## Task objective
The exercise asks for every line of the data to be reproduced exactly.

○ ○ ○ ○

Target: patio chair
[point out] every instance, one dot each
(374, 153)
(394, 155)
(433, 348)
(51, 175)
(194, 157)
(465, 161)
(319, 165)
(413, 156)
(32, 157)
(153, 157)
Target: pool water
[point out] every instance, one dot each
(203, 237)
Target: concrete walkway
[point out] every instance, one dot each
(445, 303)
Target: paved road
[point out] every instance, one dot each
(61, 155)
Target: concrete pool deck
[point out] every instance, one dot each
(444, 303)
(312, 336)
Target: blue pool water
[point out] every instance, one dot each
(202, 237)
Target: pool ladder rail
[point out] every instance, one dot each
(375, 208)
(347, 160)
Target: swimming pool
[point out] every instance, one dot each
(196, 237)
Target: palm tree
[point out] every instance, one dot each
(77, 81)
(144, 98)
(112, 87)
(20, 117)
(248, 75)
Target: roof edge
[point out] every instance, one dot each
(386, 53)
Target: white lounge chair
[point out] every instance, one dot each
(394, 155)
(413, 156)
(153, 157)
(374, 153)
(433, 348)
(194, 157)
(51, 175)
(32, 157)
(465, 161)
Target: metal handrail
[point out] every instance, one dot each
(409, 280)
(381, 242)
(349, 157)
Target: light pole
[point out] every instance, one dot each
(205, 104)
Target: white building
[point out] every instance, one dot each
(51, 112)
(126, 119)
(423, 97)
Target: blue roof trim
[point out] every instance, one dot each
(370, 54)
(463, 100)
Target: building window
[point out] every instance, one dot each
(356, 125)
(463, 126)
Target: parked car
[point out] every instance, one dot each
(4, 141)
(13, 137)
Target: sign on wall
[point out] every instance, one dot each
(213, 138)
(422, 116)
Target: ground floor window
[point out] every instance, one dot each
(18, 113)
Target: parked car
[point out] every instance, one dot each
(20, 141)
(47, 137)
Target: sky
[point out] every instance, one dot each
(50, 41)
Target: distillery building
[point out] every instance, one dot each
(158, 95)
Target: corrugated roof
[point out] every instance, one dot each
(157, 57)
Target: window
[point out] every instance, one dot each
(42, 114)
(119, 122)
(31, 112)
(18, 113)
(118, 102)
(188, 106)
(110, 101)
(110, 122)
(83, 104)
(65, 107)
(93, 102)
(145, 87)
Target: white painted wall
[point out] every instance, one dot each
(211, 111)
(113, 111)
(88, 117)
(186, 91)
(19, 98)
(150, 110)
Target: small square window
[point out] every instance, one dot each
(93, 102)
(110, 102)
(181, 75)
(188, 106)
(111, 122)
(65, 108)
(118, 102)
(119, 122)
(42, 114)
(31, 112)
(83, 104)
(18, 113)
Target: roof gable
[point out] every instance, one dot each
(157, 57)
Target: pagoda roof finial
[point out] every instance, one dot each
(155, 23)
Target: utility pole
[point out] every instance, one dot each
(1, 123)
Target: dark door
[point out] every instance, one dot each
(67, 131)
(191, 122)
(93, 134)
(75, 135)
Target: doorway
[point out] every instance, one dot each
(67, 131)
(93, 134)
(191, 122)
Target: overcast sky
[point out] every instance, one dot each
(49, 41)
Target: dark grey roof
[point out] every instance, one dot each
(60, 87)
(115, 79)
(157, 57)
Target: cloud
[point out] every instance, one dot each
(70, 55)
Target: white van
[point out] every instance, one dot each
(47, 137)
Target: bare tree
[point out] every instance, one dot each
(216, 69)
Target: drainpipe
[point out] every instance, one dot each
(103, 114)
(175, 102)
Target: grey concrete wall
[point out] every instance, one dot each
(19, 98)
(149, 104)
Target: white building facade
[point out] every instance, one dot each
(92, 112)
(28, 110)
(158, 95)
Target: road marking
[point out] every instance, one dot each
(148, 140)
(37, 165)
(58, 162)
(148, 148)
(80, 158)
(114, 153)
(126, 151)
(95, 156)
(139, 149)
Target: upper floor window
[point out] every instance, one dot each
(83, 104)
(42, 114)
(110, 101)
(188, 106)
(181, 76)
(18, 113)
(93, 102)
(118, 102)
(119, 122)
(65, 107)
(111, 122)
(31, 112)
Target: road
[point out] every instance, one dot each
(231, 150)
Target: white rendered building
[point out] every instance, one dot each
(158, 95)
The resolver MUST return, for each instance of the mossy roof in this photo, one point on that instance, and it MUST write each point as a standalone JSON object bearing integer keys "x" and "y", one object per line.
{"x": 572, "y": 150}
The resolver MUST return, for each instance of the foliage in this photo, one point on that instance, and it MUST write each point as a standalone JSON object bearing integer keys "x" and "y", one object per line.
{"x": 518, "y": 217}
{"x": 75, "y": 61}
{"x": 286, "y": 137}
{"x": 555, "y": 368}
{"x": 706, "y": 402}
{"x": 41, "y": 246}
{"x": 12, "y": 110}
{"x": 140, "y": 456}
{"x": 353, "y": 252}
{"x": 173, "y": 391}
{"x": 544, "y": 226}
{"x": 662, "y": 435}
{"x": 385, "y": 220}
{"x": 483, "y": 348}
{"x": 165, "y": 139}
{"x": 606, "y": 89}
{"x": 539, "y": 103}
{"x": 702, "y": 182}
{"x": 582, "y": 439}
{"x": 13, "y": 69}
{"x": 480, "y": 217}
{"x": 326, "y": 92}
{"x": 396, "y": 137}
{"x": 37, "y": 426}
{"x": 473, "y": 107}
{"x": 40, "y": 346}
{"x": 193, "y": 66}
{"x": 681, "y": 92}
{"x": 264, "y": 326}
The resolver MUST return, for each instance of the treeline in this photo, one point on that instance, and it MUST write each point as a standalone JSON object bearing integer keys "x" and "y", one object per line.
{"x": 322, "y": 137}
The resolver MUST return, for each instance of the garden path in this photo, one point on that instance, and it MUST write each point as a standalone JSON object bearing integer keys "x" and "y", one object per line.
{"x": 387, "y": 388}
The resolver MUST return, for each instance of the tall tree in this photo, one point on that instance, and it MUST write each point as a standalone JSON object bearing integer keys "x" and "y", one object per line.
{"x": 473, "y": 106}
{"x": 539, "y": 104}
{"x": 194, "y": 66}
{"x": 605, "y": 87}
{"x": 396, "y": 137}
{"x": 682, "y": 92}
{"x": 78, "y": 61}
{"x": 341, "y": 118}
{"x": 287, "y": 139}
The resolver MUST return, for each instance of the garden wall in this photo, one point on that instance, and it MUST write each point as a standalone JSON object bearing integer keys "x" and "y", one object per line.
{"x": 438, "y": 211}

○ ○ ○ ○

## Solution for this problem
Target: patio chair
[point out] every instance, one dot each
(374, 153)
(394, 155)
(433, 348)
(51, 175)
(194, 157)
(465, 161)
(319, 165)
(413, 156)
(32, 157)
(153, 157)
Target: pool water
[point out] every instance, one dot each
(203, 237)
Target: concrete walkway
[point out] every instance, one dot each
(445, 303)
Target: paved road
[point out] every instance, one dot each
(61, 155)
Target: concrete pool deck
[point out] every instance, one dot each
(444, 303)
(312, 336)
Target: blue pool water
[point out] every instance, one dot each
(202, 237)
Target: pool ladder rail
[point out] every instance, one dot each
(375, 208)
(347, 160)
Target: swimming pool
[point out] every instance, one dot each
(196, 237)
Target: palm tree
[point out] every instance, one dot each
(77, 81)
(144, 98)
(112, 87)
(20, 117)
(248, 75)
Target: roof edge
[point out] every instance, one dot each
(386, 53)
Target: white lounge chair
[point out] every instance, one dot each
(394, 155)
(413, 156)
(153, 157)
(374, 153)
(433, 348)
(194, 157)
(51, 175)
(32, 157)
(465, 161)
Target: metal handrail
[point out] every instance, one dot each
(409, 280)
(381, 242)
(349, 157)
Target: light pole
[point out] every instance, one dot each
(205, 104)
Target: white building
[point out] every instance, one dot each
(51, 112)
(126, 119)
(423, 97)
Target: blue roof trim
[point out] every instance, one dot each
(370, 54)
(463, 100)
Target: building window
[point out] every instance, one dot each
(356, 125)
(463, 126)
Target: parked car
[point out] every instance, one dot each
(4, 141)
(13, 137)
Target: sign on wall
[point out] every instance, one dot each
(213, 138)
(422, 116)
Target: ground floor window
[point out] every instance, one dot each
(18, 113)
Target: parked car
[point out] every instance, one dot each
(20, 141)
(47, 137)
Target: sky
[point out] every instance, one dot each
(50, 41)
Target: distillery building
[point out] every instance, one dot each
(158, 95)
Target: corrugated roof
[point out] every instance, one dot each
(157, 57)
Target: window
[point out] every instance, one dot each
(42, 114)
(119, 122)
(31, 112)
(18, 113)
(118, 102)
(188, 106)
(110, 101)
(110, 122)
(83, 104)
(65, 107)
(93, 102)
(145, 87)
Target: white painted wall
[point out] every instance, one dot each
(211, 111)
(113, 111)
(88, 117)
(186, 91)
(19, 98)
(150, 110)
Target: small square window
[point out] every instance, one dot each
(93, 102)
(110, 102)
(181, 75)
(188, 106)
(111, 122)
(65, 108)
(118, 102)
(119, 122)
(42, 114)
(31, 112)
(83, 104)
(18, 113)
Target: roof gable
[point out] every instance, one dot each
(157, 57)
Target: pagoda roof finial
[point out] every instance, one dot each
(155, 23)
Target: utility pole
[point out] every instance, one dot each
(1, 123)
Target: dark door
[point out] every instance, one dot each
(67, 131)
(191, 122)
(93, 134)
(75, 135)
Target: doorway
[point out] every instance, one dot each
(67, 131)
(93, 134)
(191, 122)
Target: overcast sky
[point out] every instance, one dot each
(49, 41)
Target: dark grey roof
[point out] every instance, one dot each
(60, 87)
(115, 79)
(157, 57)
Target: cloud
[point out] every instance, one dot each
(70, 55)
Target: white van
[point out] every instance, one dot each
(47, 137)
Target: bare tree
[point out] every instance, one dot each
(216, 69)
Target: drainpipe
[point out] every instance, one dot each
(103, 114)
(175, 102)
Target: grey concrete wall
[point out] every instance, one dot each
(19, 98)
(149, 104)
Target: white building facade
[point out] every instance, one dot each
(92, 112)
(28, 110)
(158, 95)
Target: road marking
[point out] every instance, one dot each
(148, 140)
(37, 165)
(58, 162)
(148, 148)
(80, 158)
(114, 153)
(126, 151)
(95, 156)
(139, 149)
Target: upper floor window
[point out] every instance, one dot each
(83, 104)
(42, 114)
(110, 101)
(188, 106)
(181, 76)
(18, 113)
(93, 102)
(118, 102)
(119, 122)
(65, 107)
(111, 122)
(31, 112)
Target: road
[point out] every instance, one dot each
(231, 150)
Target: white rendered building
[point out] every instance, one dot each
(158, 95)
The resolver MUST return, for each instance of the mossy roof in this photo, one point on that instance, and it MUST write each point as a standalone JSON object bearing integer keys "x" and "y", one object per line.
{"x": 572, "y": 150}
The resolver MUST return, for each instance of the foliage in this photo, one point on that instance, and it MUST write each point as a standalone JSON object bearing integer keys "x" and "y", one object per line.
{"x": 518, "y": 217}
{"x": 75, "y": 61}
{"x": 286, "y": 137}
{"x": 555, "y": 368}
{"x": 706, "y": 402}
{"x": 41, "y": 246}
{"x": 12, "y": 110}
{"x": 140, "y": 456}
{"x": 353, "y": 252}
{"x": 173, "y": 391}
{"x": 544, "y": 226}
{"x": 662, "y": 435}
{"x": 385, "y": 220}
{"x": 483, "y": 348}
{"x": 165, "y": 139}
{"x": 606, "y": 89}
{"x": 539, "y": 103}
{"x": 702, "y": 182}
{"x": 582, "y": 439}
{"x": 13, "y": 69}
{"x": 480, "y": 217}
{"x": 326, "y": 92}
{"x": 396, "y": 137}
{"x": 37, "y": 426}
{"x": 473, "y": 107}
{"x": 40, "y": 346}
{"x": 193, "y": 66}
{"x": 681, "y": 92}
{"x": 264, "y": 326}
The resolver MUST return, for each instance of the treeline in this photo, one point on that instance, and it MUST write each point as a standalone JSON object bearing integer keys "x" and "y", one object per line.
{"x": 322, "y": 137}
The resolver MUST return, for each instance of the garden path in this photo, one point on that instance, and it MUST write each point as a standalone JSON object bearing integer keys "x" and "y", one object per line.
{"x": 387, "y": 388}
The resolver MUST return, for each instance of the tall tree in this photo, one point on that instance, and it MUST write each point as a standalone JSON object bearing integer keys "x" and "y", one object per line.
{"x": 473, "y": 106}
{"x": 539, "y": 104}
{"x": 194, "y": 66}
{"x": 605, "y": 87}
{"x": 396, "y": 137}
{"x": 682, "y": 92}
{"x": 78, "y": 61}
{"x": 341, "y": 118}
{"x": 287, "y": 139}
The resolver MUST return, for each instance of the garden wall in this photo, one point on that instance, and it MUST write each point as a standalone JSON object bearing integer keys "x" and "y", one object per line.
{"x": 438, "y": 211}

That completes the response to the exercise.